Problemas y tareas |
1. Enumera todas las personas que el fragmento sobre Morante menciona por su nombre.
2. Responde a partir del fragmento sobre Morante:
(a) ¿Qué se califica de «material siempre peligroso»?
(b) ¿En qué sello se publicó Mentira y sortilegio?
(c) ¿Cómo envió Morante el manuscrito de esa novela de Roma a Turín?

Fragmento de página |
Es difícil identificarse con esta mujer elusiva, empeñada en los amores más difíciles, que se dejaba arrastrar en la vida y la escritura por la desmesura de las pasiones. De ahí que Morante no sea tanto una escritora tan amada (por rara ) por los lectores como admirada por la complejidad y alta temperatura de los sentimientos (material siempre peligroso) que despliega. Y eso es más interesante.

Silvia Querini lleva media vida editora luchando para que Morante sea más leída en castellano. Su último intento de traerla a las librerías empezó hace unos años con la edición en su sello, Lumen, de la entonces inédita Mentira y sortilegio, su primera novela, más de 1.000 páginas autobiográficas y febriles. A Morante le gustaba jugar a tensar el límite. «La prueba es que envió el manuscrito de aquella novela desde Roma hasta Turín por correo ordinario sin haber hecho una copia», cuenta Querini. Por suerte, llegó bien a Einaudi y Natalia Ginzburg, su editora, una mujer sobria con un carácter diametralmente opuesto, declaró su emoción ante aquella primera lectura.

Los datos |
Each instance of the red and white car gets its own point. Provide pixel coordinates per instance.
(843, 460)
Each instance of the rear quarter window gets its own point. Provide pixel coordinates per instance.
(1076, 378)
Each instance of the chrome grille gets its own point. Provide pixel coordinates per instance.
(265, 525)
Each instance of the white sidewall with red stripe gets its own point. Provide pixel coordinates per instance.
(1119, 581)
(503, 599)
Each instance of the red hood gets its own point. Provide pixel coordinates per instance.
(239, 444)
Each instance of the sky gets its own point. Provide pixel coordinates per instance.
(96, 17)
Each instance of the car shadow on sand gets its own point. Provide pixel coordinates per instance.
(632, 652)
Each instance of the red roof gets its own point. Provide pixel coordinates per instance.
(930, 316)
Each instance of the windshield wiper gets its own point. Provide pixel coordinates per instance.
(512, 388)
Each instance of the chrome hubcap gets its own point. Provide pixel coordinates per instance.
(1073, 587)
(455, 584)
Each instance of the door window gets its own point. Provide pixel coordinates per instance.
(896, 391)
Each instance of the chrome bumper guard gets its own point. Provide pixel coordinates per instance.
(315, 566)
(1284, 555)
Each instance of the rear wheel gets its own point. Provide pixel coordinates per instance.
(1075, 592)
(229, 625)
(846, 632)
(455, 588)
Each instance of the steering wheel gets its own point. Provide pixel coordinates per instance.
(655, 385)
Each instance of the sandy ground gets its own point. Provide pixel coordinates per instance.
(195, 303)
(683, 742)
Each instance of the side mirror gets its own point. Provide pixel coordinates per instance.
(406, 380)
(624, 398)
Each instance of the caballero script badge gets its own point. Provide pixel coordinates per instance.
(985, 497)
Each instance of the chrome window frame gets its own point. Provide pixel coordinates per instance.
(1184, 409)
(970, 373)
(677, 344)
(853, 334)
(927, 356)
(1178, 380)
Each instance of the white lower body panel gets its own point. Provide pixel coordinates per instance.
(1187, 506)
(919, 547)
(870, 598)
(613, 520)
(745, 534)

Resultados en orden |
1. Morante, Silvia Querini, Natalia Ginzburg

2.
(a) Los sentimientos que despliega Morante.
(b) En Lumen.
(c) Por correo ordinario, sin haber hecho una copia.